Exercise description –
Please reproduce the lines below word for word, from the first one through the line containing "point(277, 709)", inclusive.

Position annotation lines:
══════════════════════════════

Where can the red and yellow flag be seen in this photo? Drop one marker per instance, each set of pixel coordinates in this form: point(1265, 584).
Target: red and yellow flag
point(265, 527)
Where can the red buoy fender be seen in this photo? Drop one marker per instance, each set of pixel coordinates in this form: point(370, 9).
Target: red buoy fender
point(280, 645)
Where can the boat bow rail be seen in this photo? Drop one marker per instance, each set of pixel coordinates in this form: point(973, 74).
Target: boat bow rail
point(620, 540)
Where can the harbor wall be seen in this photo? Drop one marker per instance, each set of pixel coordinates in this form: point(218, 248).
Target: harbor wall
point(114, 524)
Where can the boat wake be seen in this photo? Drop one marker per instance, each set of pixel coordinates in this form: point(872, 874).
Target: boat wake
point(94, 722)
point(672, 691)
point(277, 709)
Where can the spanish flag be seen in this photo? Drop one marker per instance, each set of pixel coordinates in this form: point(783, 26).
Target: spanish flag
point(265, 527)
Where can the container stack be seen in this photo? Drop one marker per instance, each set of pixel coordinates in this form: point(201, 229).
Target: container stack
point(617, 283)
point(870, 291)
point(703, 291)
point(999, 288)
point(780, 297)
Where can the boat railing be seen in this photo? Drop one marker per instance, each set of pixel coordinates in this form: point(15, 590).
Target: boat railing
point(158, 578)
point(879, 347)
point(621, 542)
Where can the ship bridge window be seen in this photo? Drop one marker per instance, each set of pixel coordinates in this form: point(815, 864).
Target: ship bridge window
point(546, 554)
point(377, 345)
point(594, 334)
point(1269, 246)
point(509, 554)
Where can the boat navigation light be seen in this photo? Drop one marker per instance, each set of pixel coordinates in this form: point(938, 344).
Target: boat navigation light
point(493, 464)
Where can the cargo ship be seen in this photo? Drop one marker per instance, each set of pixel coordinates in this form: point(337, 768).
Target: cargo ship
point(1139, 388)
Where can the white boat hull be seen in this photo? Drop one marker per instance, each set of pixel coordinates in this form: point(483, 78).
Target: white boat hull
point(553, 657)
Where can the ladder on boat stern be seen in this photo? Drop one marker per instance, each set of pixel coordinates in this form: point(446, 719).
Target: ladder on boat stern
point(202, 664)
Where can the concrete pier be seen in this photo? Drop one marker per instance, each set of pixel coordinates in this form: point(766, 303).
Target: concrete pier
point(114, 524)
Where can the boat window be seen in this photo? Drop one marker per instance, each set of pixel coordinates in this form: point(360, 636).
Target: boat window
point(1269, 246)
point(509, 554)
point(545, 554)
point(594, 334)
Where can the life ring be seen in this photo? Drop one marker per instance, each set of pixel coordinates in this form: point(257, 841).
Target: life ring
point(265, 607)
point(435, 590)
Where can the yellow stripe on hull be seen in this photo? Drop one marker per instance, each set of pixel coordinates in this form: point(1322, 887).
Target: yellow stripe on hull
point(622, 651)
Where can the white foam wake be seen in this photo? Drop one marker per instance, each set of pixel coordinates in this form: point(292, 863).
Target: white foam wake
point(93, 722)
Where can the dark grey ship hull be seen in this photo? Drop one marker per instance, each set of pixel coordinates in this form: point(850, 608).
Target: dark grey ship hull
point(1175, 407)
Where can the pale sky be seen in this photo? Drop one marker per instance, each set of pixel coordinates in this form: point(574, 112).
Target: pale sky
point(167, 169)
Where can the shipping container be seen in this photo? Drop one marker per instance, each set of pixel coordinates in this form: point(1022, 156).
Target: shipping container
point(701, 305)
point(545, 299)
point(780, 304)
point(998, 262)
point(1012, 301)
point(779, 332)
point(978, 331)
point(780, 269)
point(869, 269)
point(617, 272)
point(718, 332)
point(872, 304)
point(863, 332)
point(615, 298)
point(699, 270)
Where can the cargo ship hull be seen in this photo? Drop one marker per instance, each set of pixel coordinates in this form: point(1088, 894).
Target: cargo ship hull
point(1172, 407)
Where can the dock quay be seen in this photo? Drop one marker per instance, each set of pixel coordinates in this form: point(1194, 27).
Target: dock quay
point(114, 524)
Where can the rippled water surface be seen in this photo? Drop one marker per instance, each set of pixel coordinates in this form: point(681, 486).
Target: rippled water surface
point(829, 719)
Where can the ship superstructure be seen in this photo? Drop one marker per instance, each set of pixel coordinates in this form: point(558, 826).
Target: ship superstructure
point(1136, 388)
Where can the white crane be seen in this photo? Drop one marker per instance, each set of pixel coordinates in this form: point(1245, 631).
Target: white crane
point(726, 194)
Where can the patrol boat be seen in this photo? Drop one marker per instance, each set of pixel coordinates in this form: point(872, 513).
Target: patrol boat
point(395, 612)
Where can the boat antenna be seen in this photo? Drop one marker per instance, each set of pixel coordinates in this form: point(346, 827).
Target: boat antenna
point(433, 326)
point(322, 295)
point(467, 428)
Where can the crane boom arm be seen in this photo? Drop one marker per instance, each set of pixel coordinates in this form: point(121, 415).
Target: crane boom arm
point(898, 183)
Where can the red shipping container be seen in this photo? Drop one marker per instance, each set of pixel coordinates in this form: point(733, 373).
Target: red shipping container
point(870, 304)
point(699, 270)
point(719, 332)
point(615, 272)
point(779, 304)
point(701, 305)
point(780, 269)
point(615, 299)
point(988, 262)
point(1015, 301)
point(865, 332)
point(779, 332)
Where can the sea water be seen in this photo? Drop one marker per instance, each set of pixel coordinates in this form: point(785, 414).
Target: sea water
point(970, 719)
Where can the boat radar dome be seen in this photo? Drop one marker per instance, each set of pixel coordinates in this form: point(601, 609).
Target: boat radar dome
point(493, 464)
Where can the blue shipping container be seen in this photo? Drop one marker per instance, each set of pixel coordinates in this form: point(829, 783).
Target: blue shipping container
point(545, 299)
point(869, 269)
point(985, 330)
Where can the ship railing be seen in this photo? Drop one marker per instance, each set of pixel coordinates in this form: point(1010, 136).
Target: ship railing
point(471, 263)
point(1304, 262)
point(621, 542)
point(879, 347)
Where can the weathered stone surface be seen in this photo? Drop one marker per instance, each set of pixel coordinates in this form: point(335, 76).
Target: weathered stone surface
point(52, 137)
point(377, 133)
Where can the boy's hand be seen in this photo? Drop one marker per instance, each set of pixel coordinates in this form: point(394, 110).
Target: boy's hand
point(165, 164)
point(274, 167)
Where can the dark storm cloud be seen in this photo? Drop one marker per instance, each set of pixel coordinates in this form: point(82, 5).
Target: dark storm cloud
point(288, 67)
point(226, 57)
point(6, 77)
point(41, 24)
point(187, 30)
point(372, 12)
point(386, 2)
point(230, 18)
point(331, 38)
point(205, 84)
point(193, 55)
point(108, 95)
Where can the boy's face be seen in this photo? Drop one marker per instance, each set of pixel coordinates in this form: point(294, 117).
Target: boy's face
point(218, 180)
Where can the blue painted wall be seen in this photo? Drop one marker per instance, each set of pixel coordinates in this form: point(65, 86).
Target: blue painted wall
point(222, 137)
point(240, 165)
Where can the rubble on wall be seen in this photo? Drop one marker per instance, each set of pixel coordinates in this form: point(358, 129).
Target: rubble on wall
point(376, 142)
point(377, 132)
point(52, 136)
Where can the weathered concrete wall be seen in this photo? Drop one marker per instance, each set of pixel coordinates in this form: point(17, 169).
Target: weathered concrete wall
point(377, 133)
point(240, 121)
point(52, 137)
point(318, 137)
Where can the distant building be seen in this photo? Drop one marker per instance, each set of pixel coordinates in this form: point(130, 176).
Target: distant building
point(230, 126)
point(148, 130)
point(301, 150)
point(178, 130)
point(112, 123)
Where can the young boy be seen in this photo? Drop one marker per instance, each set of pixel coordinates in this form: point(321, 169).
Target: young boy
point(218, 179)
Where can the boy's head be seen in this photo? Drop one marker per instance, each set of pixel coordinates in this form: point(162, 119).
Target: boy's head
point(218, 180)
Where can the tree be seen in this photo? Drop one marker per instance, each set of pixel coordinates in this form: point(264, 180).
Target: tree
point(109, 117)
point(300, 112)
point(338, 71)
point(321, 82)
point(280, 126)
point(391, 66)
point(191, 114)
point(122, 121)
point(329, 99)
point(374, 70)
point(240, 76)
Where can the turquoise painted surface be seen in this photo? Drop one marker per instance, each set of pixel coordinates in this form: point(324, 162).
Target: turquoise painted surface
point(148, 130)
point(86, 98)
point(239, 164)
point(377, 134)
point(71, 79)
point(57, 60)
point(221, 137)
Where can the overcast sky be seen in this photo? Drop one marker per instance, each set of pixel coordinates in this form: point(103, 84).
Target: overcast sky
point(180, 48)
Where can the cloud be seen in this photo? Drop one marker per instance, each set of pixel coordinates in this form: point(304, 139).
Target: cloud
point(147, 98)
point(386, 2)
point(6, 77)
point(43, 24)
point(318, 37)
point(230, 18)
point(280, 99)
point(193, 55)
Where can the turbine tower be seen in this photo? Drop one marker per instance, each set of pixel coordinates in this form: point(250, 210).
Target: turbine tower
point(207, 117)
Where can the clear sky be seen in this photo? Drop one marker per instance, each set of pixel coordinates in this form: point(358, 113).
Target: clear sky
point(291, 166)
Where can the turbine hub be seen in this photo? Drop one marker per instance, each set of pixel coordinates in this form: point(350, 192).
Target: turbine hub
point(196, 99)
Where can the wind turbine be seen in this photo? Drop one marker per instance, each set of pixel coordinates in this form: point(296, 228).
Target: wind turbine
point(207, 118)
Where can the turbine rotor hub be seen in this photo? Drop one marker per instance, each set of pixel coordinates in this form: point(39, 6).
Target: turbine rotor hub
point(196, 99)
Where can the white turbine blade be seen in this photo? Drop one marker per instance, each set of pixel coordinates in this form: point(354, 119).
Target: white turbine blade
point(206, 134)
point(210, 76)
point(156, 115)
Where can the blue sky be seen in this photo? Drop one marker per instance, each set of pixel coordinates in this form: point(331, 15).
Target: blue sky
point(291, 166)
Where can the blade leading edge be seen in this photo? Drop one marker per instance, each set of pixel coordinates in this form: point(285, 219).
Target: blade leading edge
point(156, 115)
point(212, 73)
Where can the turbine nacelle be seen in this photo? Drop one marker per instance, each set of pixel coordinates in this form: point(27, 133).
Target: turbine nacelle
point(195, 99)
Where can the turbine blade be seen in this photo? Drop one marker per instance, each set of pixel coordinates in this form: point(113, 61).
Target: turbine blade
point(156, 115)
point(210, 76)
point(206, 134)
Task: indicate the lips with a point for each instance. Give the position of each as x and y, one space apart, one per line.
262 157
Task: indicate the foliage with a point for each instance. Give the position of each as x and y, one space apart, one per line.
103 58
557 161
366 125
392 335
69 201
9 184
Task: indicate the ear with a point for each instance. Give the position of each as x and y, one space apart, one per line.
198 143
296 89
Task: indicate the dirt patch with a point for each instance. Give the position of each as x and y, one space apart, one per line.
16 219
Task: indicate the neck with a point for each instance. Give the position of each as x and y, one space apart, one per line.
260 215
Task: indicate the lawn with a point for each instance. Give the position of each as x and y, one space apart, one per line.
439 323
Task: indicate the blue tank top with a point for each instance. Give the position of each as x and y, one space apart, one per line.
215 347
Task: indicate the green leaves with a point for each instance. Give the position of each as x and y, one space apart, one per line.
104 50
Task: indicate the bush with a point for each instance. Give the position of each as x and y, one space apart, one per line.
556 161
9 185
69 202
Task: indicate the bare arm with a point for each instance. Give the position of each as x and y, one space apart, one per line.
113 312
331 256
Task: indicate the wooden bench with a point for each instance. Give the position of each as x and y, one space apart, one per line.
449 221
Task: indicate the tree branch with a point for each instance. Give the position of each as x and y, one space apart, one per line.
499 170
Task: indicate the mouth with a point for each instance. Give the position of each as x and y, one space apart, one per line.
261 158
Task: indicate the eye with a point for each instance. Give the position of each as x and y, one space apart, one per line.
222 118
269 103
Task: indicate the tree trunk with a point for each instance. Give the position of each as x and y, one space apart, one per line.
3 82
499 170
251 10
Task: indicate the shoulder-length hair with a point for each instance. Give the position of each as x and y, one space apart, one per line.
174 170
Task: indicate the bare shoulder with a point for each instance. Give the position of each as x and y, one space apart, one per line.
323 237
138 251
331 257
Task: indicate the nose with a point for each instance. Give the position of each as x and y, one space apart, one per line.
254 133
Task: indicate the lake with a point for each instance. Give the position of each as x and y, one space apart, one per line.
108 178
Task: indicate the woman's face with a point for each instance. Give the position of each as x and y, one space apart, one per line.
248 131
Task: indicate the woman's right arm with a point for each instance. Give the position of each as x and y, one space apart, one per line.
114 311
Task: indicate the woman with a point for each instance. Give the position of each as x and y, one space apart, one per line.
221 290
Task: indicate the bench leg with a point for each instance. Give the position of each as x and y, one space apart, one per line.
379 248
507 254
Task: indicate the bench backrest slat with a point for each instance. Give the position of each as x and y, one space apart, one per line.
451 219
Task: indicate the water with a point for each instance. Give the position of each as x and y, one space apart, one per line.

══════════════════════════════

Result of this exercise –
Where can the red and yellow flag be seen in this photo? Drop one marker per instance, each set of pixel coordinates in this form: point(1265, 584).
Target: red and yellow flag
point(265, 527)
Where can the red buoy fender be seen in this photo? Drop one marker per instance, each set of pixel coordinates in this form: point(370, 9).
Target: red buoy fender
point(280, 645)
Where can the boat bow rail be seen in this photo? Drop one marker per instance, each set of pixel coordinates in this form: point(973, 74).
Target: boat bow rail
point(620, 540)
Where can the harbor wall be seen in this photo? Drop one marker per instance, each set of pixel coordinates in this form: point(218, 248).
Target: harbor wall
point(114, 524)
Where can the boat wake be seen in this photo? Drop one marker per instance, each set of pixel coordinates in this form: point(872, 874).
Target: boat wake
point(94, 722)
point(672, 691)
point(277, 709)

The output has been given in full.